Repeat verbatim the part of the records that begins with the line containing "For every instance of the green" and ends with the line containing "[[126, 242], [173, 243]]", including both of those lines and nothing else.

┌─ Stored records

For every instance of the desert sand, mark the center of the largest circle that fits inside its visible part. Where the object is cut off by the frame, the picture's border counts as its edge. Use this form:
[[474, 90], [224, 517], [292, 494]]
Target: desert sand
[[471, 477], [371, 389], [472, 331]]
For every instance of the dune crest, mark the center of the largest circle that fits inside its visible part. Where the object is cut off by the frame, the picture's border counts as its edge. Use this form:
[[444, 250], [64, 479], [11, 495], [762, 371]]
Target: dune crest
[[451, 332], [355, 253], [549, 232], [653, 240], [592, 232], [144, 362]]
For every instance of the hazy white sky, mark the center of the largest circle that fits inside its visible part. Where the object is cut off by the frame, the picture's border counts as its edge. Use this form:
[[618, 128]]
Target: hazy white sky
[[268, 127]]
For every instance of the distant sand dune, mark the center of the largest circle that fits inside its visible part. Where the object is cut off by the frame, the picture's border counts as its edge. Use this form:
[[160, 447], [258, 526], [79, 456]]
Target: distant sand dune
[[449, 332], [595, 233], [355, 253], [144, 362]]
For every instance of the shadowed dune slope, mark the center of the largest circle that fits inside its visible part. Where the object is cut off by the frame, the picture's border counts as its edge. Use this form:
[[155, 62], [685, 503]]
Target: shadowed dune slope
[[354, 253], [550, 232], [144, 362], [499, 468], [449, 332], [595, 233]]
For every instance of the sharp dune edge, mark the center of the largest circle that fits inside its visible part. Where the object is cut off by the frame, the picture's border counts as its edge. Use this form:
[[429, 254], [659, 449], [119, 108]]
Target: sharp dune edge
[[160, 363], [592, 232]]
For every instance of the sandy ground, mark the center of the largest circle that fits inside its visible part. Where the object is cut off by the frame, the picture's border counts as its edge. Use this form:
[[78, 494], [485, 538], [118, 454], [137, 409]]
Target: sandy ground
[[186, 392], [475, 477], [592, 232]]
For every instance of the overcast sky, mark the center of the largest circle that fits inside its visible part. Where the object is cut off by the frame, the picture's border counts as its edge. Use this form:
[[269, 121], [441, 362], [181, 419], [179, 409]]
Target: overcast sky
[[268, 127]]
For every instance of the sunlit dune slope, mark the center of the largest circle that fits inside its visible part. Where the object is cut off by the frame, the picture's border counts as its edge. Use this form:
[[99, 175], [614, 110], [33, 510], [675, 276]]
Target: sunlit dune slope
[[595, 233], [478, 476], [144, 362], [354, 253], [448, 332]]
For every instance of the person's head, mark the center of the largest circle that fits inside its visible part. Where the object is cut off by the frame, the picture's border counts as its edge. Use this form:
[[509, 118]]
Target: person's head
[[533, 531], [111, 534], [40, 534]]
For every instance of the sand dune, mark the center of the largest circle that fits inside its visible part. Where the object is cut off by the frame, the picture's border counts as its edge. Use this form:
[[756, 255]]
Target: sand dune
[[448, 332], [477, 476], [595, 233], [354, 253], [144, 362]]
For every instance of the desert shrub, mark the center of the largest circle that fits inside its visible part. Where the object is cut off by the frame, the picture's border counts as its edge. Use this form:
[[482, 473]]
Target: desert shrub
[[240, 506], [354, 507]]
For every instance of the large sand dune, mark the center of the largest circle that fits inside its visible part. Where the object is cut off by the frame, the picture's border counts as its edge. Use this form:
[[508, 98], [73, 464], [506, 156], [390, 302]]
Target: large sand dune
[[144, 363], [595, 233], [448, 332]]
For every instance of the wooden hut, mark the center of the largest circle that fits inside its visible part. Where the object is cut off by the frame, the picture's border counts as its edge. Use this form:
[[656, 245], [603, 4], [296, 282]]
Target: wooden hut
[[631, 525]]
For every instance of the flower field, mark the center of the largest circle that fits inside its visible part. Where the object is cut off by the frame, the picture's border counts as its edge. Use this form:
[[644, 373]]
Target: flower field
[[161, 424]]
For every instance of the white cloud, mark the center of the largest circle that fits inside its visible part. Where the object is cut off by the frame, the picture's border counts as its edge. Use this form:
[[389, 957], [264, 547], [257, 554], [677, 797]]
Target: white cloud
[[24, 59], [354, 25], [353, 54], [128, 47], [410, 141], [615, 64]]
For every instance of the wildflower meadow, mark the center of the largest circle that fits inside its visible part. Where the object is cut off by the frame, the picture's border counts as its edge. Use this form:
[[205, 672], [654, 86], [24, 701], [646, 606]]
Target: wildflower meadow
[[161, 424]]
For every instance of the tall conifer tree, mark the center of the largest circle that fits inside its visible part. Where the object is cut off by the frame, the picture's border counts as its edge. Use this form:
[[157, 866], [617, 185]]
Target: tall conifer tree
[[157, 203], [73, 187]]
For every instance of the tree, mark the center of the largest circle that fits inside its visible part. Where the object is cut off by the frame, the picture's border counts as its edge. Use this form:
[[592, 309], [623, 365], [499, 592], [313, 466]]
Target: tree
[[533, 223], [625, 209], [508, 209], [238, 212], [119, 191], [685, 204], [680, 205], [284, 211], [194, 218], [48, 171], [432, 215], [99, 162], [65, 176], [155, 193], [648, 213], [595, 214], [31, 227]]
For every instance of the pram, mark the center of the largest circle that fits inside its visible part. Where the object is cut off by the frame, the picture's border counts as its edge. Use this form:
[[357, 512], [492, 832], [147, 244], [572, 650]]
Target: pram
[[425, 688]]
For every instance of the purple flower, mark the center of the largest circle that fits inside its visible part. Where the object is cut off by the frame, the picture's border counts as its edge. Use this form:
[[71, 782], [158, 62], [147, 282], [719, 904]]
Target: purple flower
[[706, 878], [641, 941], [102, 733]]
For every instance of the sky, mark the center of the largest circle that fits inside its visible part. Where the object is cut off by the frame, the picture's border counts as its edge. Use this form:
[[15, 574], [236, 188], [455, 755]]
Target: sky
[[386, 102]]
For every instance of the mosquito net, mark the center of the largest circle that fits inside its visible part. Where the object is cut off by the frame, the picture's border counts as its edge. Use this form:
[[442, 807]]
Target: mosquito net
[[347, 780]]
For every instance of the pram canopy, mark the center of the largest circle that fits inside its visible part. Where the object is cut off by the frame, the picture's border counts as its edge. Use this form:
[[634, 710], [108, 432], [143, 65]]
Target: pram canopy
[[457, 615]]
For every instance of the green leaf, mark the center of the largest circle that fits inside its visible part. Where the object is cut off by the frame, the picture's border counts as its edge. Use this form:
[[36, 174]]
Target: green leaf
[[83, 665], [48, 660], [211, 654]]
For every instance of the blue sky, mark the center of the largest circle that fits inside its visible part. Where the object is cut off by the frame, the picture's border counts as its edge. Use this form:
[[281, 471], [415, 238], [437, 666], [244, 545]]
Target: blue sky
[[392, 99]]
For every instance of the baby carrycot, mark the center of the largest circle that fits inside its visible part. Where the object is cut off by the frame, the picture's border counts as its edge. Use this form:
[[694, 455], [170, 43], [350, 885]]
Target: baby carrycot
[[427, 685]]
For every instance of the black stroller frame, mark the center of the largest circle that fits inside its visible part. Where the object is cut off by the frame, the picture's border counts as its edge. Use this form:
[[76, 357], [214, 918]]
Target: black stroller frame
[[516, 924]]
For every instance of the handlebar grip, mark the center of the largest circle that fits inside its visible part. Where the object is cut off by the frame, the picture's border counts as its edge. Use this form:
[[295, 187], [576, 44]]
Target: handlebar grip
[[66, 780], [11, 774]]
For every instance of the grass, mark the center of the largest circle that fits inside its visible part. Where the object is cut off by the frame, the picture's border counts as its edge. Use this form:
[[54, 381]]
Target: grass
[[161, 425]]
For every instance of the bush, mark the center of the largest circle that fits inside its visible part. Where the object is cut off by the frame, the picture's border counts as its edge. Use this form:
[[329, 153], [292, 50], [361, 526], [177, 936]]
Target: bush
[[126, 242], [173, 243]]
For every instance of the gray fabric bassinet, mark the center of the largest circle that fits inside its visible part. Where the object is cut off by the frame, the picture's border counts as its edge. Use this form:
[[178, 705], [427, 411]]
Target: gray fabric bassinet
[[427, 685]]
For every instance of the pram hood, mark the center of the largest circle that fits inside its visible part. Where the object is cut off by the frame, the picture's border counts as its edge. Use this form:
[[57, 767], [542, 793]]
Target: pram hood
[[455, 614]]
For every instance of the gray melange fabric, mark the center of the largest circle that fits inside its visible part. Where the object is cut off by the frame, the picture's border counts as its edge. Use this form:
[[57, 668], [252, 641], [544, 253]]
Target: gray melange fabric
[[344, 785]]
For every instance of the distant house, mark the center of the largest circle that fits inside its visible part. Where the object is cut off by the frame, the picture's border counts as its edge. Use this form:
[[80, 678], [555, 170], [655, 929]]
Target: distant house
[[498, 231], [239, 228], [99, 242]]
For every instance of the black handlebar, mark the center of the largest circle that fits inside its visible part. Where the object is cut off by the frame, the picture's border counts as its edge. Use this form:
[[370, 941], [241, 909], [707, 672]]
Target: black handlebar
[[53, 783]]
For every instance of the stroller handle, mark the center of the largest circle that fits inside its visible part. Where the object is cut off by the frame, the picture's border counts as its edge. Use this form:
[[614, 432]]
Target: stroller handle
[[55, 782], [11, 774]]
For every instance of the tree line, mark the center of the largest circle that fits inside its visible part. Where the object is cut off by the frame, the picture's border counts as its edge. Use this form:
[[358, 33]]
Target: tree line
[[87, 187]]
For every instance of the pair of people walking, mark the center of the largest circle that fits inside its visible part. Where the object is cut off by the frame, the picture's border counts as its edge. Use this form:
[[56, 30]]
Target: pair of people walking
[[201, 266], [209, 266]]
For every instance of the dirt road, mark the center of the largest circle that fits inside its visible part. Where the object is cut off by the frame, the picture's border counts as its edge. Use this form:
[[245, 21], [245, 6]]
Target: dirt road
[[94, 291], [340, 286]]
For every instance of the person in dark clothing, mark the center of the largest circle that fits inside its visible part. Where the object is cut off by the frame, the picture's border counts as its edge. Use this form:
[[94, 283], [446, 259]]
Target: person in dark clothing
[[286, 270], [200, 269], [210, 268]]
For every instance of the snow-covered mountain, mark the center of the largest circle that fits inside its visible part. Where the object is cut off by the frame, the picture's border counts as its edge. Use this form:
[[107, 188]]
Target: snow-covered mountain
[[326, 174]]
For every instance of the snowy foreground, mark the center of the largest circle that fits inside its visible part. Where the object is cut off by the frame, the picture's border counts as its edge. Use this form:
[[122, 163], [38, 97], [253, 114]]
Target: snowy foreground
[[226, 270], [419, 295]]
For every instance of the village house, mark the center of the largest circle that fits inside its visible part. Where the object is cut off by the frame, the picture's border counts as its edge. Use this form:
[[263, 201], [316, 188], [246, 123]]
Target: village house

└─

■ Solution to the problem ■
For every instance of the green leaf, mark the center of the largest circle that fits inside its visible part. Where the object is cut off by the frame, the picture's border counts as its edge. Use this form:
[[36, 174]]
Target: green leaf
[[83, 665], [48, 660], [211, 654]]
For every instance of the blue sky, mark the center of the largest circle that fits inside its visible part. Where the object is cut off by the frame, the picture's border counts as its edge. Use this form:
[[281, 471], [415, 238], [437, 666], [244, 545]]
Target: blue sky
[[392, 99]]
For every instance of the baby carrycot, mark the center of the largest circle that fits inside its visible part. Where the object is cut off by the frame, the picture's border counts as its edge. Use this form:
[[694, 455], [170, 43], [350, 885]]
Target: baby carrycot
[[427, 685]]
For every instance of the black stroller frame, mark the center of the largest circle that fits inside its visible part. Where the object is cut off by the frame, the picture's border counts as its edge. Use this form:
[[76, 357], [214, 918]]
Target: black stroller frame
[[516, 924]]
For every instance of the handlebar grip, mark the center of the largest circle that fits inside its visible part. Where the object is cut off by the frame, the picture's border counts as its edge. Use this form:
[[295, 187], [576, 44]]
Target: handlebar grip
[[66, 780], [11, 774]]
For every instance of the grass, mark the center of the largest circle that fits inside its visible part. Where the object is cut off by the frame, the picture's border counts as its edge. Use this form:
[[54, 381]]
Target: grass
[[161, 425]]
For every instance of the bush, mark the center of the largest circle that fits inside its visible part. Where the object is cut off by the frame, the picture's border counts as its edge. Use this form:
[[329, 153], [292, 50], [361, 526], [177, 936]]
Target: bush
[[126, 242], [173, 243]]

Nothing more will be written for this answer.